* BEGIN *

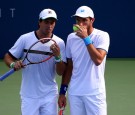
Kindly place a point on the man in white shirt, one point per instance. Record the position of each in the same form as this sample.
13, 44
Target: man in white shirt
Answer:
86, 51
39, 91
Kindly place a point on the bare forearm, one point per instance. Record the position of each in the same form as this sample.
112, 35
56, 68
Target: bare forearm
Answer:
60, 67
8, 59
97, 55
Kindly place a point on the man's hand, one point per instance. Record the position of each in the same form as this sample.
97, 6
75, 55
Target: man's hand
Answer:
62, 101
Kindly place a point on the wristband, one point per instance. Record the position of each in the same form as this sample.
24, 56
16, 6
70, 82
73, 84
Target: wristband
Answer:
87, 40
63, 89
12, 65
58, 58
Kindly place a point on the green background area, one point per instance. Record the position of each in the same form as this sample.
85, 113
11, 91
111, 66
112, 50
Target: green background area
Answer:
120, 85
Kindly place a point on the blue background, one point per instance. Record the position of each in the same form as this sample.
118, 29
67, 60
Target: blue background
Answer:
117, 17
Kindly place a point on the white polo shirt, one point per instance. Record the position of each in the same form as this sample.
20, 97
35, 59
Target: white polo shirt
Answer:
87, 78
38, 79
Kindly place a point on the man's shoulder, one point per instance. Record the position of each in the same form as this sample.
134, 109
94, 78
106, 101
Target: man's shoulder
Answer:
29, 34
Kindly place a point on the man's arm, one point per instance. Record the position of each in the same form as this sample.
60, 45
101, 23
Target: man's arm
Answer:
12, 62
97, 55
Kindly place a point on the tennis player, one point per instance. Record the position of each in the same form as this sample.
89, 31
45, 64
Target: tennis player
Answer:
86, 52
39, 91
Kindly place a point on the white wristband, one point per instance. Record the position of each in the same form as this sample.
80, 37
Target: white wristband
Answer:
12, 65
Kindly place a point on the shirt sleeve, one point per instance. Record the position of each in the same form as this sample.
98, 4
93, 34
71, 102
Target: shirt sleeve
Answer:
17, 49
68, 50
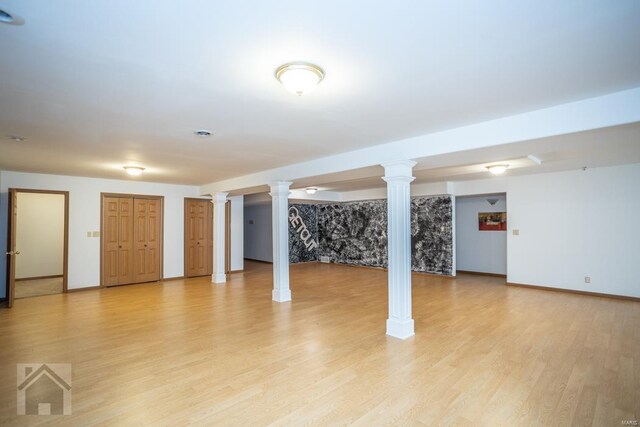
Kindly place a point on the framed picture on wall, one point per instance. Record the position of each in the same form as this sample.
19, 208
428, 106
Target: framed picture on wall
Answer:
492, 221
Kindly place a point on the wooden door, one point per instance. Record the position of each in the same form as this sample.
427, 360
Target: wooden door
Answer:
146, 245
198, 237
117, 240
11, 246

* END *

• To be done: Output the rows starting at the line that contains "Kindly place a point on the shirt" and ending at the end of the rows as a numbered list, with blank lines left out. Omit the pictures.

• Finished exercise:
1. Kindly place a point on the shirt sleeve, one point per instance. Record the position of each in the same form as this sample.
2. 98, 4
3. 93, 34
4. 71, 102
5. Target: shirt sleeve
6. Answer:
7. 17, 49
8. 68, 50
9. Kindly place a point on the framed picture on wall, one point per instance. Record the position of each in the same form as this sample.
10. 19, 208
11. 428, 106
12. Target: framed picture on wall
13. Answer:
14. 492, 221
15. Kindly place a point on the wooden door, one point per instance. Record the position of each in the same form as this sample.
16. 427, 360
17. Target: wooden door
18. Answer:
19. 146, 245
20. 198, 237
21. 117, 240
22. 11, 246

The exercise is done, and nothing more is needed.